[Stored entries]
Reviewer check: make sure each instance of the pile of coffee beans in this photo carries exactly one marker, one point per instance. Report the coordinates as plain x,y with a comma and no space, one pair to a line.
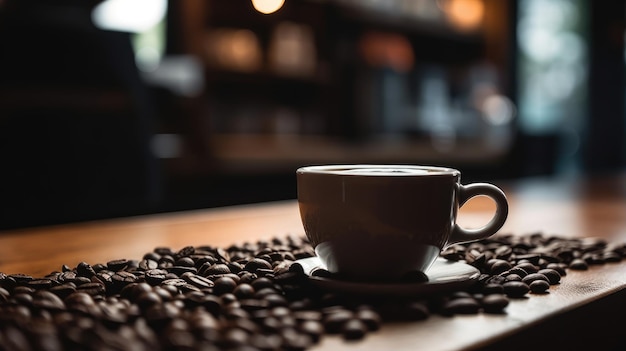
252,297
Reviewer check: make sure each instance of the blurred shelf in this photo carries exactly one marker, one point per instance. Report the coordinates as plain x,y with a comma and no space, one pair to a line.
238,153
408,24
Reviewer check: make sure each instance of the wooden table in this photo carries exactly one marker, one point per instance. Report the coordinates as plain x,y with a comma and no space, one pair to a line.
583,311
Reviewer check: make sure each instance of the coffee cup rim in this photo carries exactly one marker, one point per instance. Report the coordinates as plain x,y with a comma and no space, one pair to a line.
340,170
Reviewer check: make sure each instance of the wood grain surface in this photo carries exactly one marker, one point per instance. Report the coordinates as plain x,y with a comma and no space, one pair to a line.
577,313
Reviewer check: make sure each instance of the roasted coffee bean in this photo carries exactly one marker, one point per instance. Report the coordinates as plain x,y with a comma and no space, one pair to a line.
553,276
513,278
559,267
535,276
494,303
262,283
63,290
498,266
370,318
515,289
243,291
214,269
539,286
117,265
92,289
354,329
313,328
224,285
463,305
528,267
148,264
578,265
334,322
518,271
207,298
414,277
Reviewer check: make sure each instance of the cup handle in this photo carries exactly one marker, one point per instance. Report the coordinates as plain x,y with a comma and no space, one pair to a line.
467,192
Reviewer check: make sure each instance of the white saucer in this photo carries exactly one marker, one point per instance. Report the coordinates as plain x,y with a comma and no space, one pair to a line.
443,276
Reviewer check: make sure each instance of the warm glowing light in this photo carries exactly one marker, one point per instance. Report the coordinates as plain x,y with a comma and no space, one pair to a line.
465,14
267,6
129,16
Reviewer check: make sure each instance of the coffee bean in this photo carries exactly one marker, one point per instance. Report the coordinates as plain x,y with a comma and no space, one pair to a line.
464,305
553,276
515,289
494,303
498,266
354,329
334,322
117,265
208,298
224,285
313,328
578,265
539,286
533,277
370,318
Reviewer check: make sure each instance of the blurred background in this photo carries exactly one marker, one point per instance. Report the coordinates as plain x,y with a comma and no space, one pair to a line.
117,108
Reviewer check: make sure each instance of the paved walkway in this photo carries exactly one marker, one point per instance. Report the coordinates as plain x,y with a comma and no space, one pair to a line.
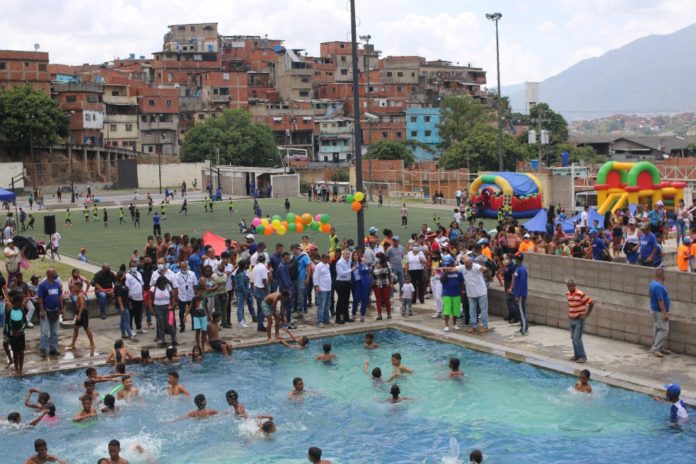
618,363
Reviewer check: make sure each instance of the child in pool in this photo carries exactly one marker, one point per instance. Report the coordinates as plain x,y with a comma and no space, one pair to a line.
583,384
370,341
202,412
328,355
233,400
175,388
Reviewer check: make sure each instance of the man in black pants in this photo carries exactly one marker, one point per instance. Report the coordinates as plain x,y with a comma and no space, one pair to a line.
343,287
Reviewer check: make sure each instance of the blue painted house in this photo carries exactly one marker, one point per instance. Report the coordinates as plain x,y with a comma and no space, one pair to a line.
421,126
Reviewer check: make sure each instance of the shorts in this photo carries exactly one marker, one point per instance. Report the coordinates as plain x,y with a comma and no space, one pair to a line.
452,306
216,344
200,323
83,321
267,309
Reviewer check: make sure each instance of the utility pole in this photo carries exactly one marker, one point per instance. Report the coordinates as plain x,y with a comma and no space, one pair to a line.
495,17
357,143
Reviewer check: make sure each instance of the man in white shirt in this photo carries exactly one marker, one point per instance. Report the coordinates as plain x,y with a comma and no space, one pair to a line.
261,287
322,287
186,284
134,284
476,292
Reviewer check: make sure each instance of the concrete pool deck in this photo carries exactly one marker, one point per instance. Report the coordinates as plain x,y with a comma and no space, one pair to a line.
617,363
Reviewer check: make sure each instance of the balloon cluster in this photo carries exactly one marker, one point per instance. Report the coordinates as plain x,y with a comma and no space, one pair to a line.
292,223
355,200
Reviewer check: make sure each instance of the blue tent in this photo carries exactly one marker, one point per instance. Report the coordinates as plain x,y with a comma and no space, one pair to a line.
6,195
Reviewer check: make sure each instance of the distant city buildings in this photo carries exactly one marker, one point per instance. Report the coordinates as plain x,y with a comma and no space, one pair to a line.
147,104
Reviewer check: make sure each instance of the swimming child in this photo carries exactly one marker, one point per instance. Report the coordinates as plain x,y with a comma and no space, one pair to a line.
233,400
395,392
370,341
87,410
175,388
328,355
399,368
202,404
583,384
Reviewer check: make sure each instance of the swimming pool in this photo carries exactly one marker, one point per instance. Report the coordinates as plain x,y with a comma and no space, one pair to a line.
513,412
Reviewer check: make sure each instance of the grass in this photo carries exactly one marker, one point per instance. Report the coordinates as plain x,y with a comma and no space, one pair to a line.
115,243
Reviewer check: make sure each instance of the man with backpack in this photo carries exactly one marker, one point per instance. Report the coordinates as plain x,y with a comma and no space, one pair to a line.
300,271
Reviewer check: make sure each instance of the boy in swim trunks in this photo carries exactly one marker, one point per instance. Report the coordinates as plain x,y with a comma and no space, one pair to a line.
268,308
214,333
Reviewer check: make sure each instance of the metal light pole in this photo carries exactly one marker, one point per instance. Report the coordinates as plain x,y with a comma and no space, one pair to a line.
357,143
495,17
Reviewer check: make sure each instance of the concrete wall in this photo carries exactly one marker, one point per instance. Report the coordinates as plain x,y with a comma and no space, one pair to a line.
172,174
621,295
8,171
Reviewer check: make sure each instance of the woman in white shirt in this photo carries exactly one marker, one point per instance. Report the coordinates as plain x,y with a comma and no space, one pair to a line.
415,263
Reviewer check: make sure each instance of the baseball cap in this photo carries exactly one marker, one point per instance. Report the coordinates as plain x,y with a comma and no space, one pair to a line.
673,389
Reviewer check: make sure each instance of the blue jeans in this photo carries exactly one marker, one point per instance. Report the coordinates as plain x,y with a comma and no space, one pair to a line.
577,325
259,295
323,312
298,296
243,297
101,296
49,327
125,323
480,302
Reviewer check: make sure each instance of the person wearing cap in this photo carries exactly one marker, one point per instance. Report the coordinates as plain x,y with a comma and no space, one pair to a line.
684,254
519,289
659,306
649,253
527,244
677,412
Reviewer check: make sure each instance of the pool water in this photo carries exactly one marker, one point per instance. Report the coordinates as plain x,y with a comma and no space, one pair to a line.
513,412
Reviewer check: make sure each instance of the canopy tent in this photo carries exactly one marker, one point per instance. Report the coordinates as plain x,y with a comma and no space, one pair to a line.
6,195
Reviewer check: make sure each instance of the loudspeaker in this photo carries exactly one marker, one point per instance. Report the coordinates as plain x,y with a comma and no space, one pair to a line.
49,225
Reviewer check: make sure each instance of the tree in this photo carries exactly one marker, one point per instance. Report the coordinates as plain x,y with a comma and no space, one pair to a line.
391,150
479,151
29,116
241,142
458,115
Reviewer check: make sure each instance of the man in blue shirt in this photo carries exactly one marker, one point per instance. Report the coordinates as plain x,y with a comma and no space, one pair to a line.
50,301
659,306
649,253
519,290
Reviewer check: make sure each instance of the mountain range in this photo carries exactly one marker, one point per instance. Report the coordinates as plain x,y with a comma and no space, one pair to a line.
653,74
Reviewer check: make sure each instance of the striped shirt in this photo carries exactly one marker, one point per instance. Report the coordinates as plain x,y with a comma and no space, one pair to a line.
577,303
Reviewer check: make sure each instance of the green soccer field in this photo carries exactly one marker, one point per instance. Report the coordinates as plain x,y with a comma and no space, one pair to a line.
115,243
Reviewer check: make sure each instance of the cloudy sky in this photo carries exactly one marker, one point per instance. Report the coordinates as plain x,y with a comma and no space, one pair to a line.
539,38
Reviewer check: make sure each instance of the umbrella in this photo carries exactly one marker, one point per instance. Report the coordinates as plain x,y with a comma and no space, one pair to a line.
28,246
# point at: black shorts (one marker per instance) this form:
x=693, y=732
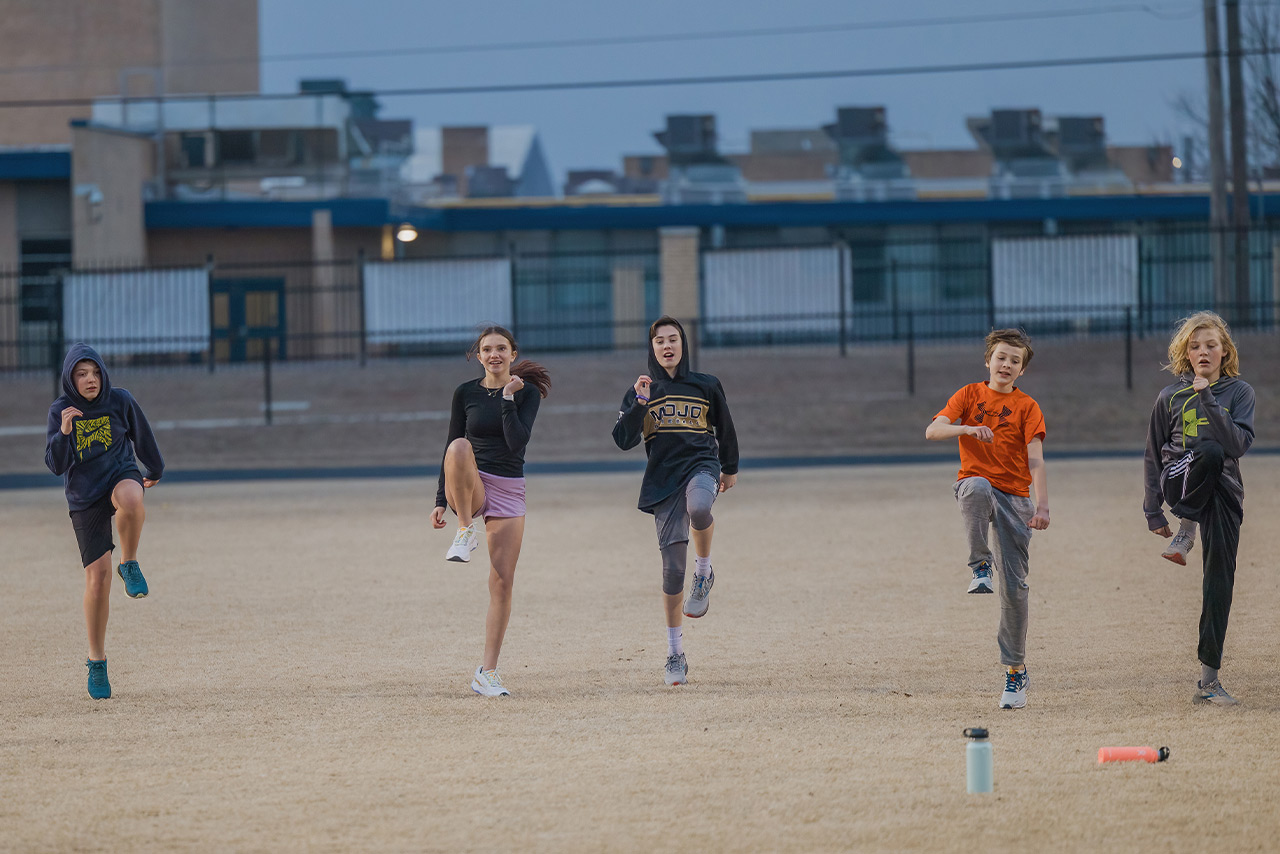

§ **Exercise description**
Take the entries shown above and quote them verbatim, passing over the pictures.

§ **Answer box**
Reviewer check: make sure each instance of the pile of coffee beans in this photo carries exactly one marker, one point per instance. Report the coordinates as plain x,y with a comma and no space, one pair to a line.
252,297
Reviewer check: make sure each instance of the blurred shelf in this photo carries exactly one marker, one point per instance. Report the coordinates as plain x,y with a comma and no space, one pair to a line.
238,153
408,24
Reviewer check: make sure each instance of the wooden table in this photo carries exactly one marker, one point per instance. Report the coordinates as plain x,y with a comma and no space, one pair to a line.
583,311
Reviewer check: make sure each instance of the coffee cup rim in this photo carries exactly one marker, one point per instance. Report the coordinates as plain x,y with a comma and no space, one pair to a line.
340,170
Reviewer check: make sure each instance of the wood grain surface in this photo carries exactly one marker, one point per instance. Report the coordinates as plain x,y with a comma and no space, one pair to a line.
577,313
Reviewer check: make sure each instance of the roasted coffee bean in this photo carries exactly one marker, one point per instance. Report the coordinates as plain x,y with a comma and no space, one pair to a line.
553,276
513,278
559,267
535,276
494,303
262,283
63,290
498,266
370,318
515,289
243,291
214,269
539,286
117,265
92,289
354,329
313,328
224,285
463,305
528,267
148,264
578,265
334,322
518,271
207,298
414,277
Reviewer check: make sure each instance of the cup handle in this photo carries exactly one marker, one point per instance. Report the coordinates as plain x,y with a comma and no space, one pair to a line.
467,192
Reviewer check: make sure each instance of the white saucer in this photo carries exactly one marker, one point per instance. Report the coordinates as plain x,y with a comma and no space, one pair to a line.
443,276
Reviewer check: make sure each instance of the warm glowing light in this photo carries exactly one marker, one point per instance. Report the coordinates as plain x,y with a comma and no space, one pair to a line.
465,14
267,6
129,16
Reviewer check: make sure each instance of the coffee bean in this photo carries exactly one marker, one point per instance. Report the coordinates as plain x,y with a comma and no space, one pair to a line.
464,305
553,276
515,289
494,303
498,266
354,329
334,322
117,265
208,298
224,285
313,328
578,265
539,286
533,277
370,318
Reviewer check: make sure each instance of the blurred background in this photo carries exactly one marker, one point per instance. Report the coordinates as plain x,y with a comma and no space, one pair to a line.
117,108
Reviewer check: make sure each instance of the paved walkway in this photo carries exactly one marker, one point per instance. Report the coordinates as plain x,y with a comma and no space, one pair to a line.
618,363
Reviewer check: make sure each instance of the child in pool in this photo carries exactly one marker, one point per instance. Report the coordinates as plain x,y with a comma and no space, one pair to a line.
583,384
370,341
202,412
328,355
233,400
175,388
Reviewer check: make sure each instance of the man in black pants in this photo carries exactly one marker, one point per instance. Report the coordinates as plain x,y with a comma and no space, one pair to a line.
343,287
Reviewer check: make sure each instance of the blue painted house in this photo carries exactly one marker, one point per instance. Report the coordinates as plain x,y with a comma and no space, one pair to a line.
421,126
Reviewer check: make sure each instance of the shorts in this photo carries exactly one marker, one point per instance. Report the coordinates as plain x,y with a comma and no space, one pair to a line.
452,306
216,344
200,323
83,321
267,309
Reviewer check: make sure each instance of the utility pole in this photo carries exactly one marker, one point per instance. Report the coordinates as plain x,y with a comma and no space, one pair to a line.
495,17
357,143
Reviewer check: make sure each instance of the man in white shirt in this photo carries exactly one marker, one point per instance. Report the coordinates as plain x,y with a comma and no space, one pair to a line.
261,287
322,287
186,284
134,284
476,292
Reviewer check: make sure each instance of the concrete pool deck in this photo carries exactly one marker, one point per instance. Report the coordinates as plain x,y with a comma and no space, one pair to a line.
617,363
Reviewer check: make sure each instance of the balloon cluster in this photo carries exactly one marker, one point per instance. Report the coordinates as plain x,y with a comma and no space, one pair to a line.
292,223
355,200
Reviewer check: make sure each instance of the blue tent in this photo carries exactly one marker, one point per instance. Report the coordinates as plain x,y with a comma and no space, one pair to a line.
6,195
Reviewer check: make sure each instance of the distant city buildings in this photo carries exactly one marker, one point per instance. Report the coordinates as plain x,y with a comma and no space, one pair to a line.
147,104
Reviewer check: make sure each instance of the swimming child in this photo carries exactly one marker, one point per instance. Report the coordinates as plain x,y with a comma and no space, one pair to a line.
233,400
395,392
370,341
87,410
175,388
328,355
399,368
202,404
583,384
Reviewer check: make sure each instance of the swimming pool in this photo carries exactly one marker, one point per instance. Report the coordinates as plain x,y with a comma and no space, one pair to a line.
513,412
Reviewer check: make sure each instance of the grass in this photo carries exactly one marker, one point per instance. Report the coordinates as plain x,y with a comma and no space, one pair to a line.
115,243
Reviewer check: make sure each instance of the man with backpack in this photo carries exactly one marker, one point per instance. Report the coordinates as plain x,y with a comma and no space, one pair to a line.
300,271
Reviewer check: make sure each instance of the boy in swim trunks in this photo carries exactly one marker, one point per instance. Report the coordinates as plain x,y with a comma and no space, one pair to a line.
268,308
214,333
Reviewer check: make sure each instance of the metal light pole in this photo carries exactly one marker, one point per instance. Report the coordinates as plain x,y with a comma and no space, one pair to a line.
357,143
495,17
Reviewer check: make sure each instance of the concrete wall in this photo carries exactly one marker, one point per instance. Report the coordinates as plain x,y with a comma and no space, one pair to a line.
172,174
621,295
8,171
Reviewer check: make sure each instance of the woman in white shirt in this photo carries exactly one marker, one point per instance. Report the coordinates as plain x,y with a comma and no space, one pair to a line.
415,263
Reviewer check: make sure each instance of the baseball cap in this photo carries exactly one marker, one point per instance. Report the coordinates as plain x,y with a comma and no space, one pair to a line.
673,389
Reviewer check: make sure each instance of the blue jeans in this photo carries exactly one marker, one point per instance. Report the coordinates as plain x,y with a comma and no space, one pair to a line.
577,325
259,295
323,312
298,296
243,297
101,296
49,327
125,323
480,302
Reviewer check: make sure each instance of the person wearing cap in this photo carries exactly one marker, one point per instance. Report the coordinates as plain x,y with a comma and no space, one pair to a line.
684,254
519,289
659,306
649,253
527,244
677,412
Reviewer check: make sure each instance of the pool water in this photo carries exactly one marker, one point per instance. Report the coordinates as plain x,y with a comma and no space, one pair to a line.
513,412
Reviewer check: make sure each instance of the canopy tent in this photo carries exactly one marker, one point per instance. Report the coordinates as plain x,y with a comma and no space, one pair to a line.
6,195
Reviewer check: make sure each instance of the loudspeaker in this photo carries exactly one marker, one point per instance. Report the coordinates as plain x,y with a comma and no space, one pair to a line.
49,225
Reviewer check: make sure each instance of the tree in this photo carries exactly one marker, one point per instance. Report the coordinates as plain x,y with a comma and no space, one pair to a line.
391,150
479,151
29,116
241,142
458,115
Reviewer check: make sure each instance of the man in blue shirt in this photo carries exactly one marker, one point per instance. Report the coordinates as plain x,y with a comma and no space, one pair to a line.
50,301
659,306
649,253
519,290
Reviewer check: make sure each instance of the mountain range in this photo carries exactly one marker, one point per instance. Report the coordinates as plain x,y with a comma and no space, one pair to a line.
653,74
Reviewer check: make sure each instance of the striped shirt in this photo carries exactly one marker, one point per instance. Report the coordinates as plain x,y with a comma and no space, one pair to a line.
577,303
Reviewer check: make sure each instance of the green soccer field in this photo carries exactly one marker, one point per instance. Report the coordinates as plain x,y with a comma and no space, one pair to a line.
115,243
Reviewer check: make sure each instance of the cloudy sky in this photo carries exactly one marker, one point per instance. Report the coordinates as plain x,y with a comma and no space, one pair to a line.
539,38
Reviewer check: make sure each instance of the umbrella in this photo carries exactly one marker, one point per instance. Report the coordinates as plain x,y with a comma and no space, one pair to a line.
28,246
# point at: black shorts (one marker per instance) this form:
x=693, y=732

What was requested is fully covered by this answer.